- INSTRUCTIONS TO FOLLOW
Rewrite the lines that follow, putting "locator" in place of every "pointer" and leaving everything else unchanged.

____

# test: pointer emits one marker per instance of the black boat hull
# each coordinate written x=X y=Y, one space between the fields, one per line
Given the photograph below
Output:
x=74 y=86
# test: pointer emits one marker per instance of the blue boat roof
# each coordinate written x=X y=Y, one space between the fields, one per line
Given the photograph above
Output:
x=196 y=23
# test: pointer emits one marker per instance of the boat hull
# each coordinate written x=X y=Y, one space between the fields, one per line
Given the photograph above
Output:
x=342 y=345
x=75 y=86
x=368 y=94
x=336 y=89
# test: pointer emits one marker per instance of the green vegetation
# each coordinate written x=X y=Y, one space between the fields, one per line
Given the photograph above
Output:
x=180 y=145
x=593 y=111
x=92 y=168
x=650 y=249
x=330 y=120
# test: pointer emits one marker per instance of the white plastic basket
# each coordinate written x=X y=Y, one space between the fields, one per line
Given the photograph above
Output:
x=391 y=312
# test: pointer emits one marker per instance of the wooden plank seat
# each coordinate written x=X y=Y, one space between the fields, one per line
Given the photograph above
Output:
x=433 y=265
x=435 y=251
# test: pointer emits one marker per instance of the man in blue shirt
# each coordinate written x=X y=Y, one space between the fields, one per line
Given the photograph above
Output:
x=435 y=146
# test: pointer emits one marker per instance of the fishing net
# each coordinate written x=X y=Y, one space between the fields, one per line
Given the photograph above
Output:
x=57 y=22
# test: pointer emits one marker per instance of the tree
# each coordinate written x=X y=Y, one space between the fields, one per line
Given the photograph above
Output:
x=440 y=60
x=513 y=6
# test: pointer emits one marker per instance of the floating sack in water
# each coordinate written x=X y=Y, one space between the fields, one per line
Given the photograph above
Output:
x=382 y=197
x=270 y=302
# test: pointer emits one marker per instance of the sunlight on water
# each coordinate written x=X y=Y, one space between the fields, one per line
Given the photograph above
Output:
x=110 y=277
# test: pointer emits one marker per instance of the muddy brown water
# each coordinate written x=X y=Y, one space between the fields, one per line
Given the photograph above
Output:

____

- SOLUTION TO THIS EXERCISE
# test: locator emits one marker per instance of the black boat hull
# each coordinate written x=X y=Y, one space between the fields, one per line
Given the photograph below
Output:
x=74 y=86
# test: locator emits one marker per instance of the blue boat roof
# each coordinate written x=X y=Y, one space between the fields, one per line
Given the photograph above
Output:
x=196 y=23
# test: locator emits one marker per instance of the boat hull
# each coordinate written x=X y=Y, one space between the fields, one per line
Given the photograph above
Output:
x=342 y=345
x=75 y=86
x=368 y=94
x=336 y=89
# test: locator emits one marker per instance of the green vegetation
# each coordinate written x=X y=Y, one space between the fields, one per line
Given the photograph above
Output:
x=180 y=145
x=593 y=111
x=92 y=168
x=650 y=249
x=330 y=120
# test: locator emits one marker per instance of the white plastic basket
# each coordinate written x=X y=Y, one space between the fields, one per line
Given the photograph above
Output:
x=391 y=312
# test: locator emits one marker per instance of the wooden plank seat
# each coordinate written x=X y=Y, one space between the fields, one per line
Given the photograph above
Output:
x=433 y=265
x=435 y=251
# test: locator emits one marker per instance of the man in blue shirt
# each coordinate written x=X y=Y, one space between the fields, one per line
Given the photograph above
Output:
x=435 y=146
# test: locator emits one marker per instance of the fishing net
# each coordinate written x=X y=Y, one space between the fields, one per line
Given the photograph above
Output:
x=57 y=22
# test: locator emits one marker per instance of the tree
# each coordinate written x=X y=Y, one space between the fields, one per line
Given the photograph above
Output:
x=440 y=60
x=513 y=6
# test: locator emits one marker per instance of the floating sack in water
# each coordinate written x=X y=Y, one space between the fields, one per line
Given the photograph above
Output:
x=382 y=197
x=270 y=302
# test: locator emits one marker per instance of the sunlight on water
# each coordinate written x=X y=Y, one space between the fields, one per line
Given the photograph above
Output:
x=110 y=277
# test: locator emits one marker per instance of the muddy brown water
# each coordinate written x=X y=Y, one space between the fields, one per line
Given the photograph above
Output:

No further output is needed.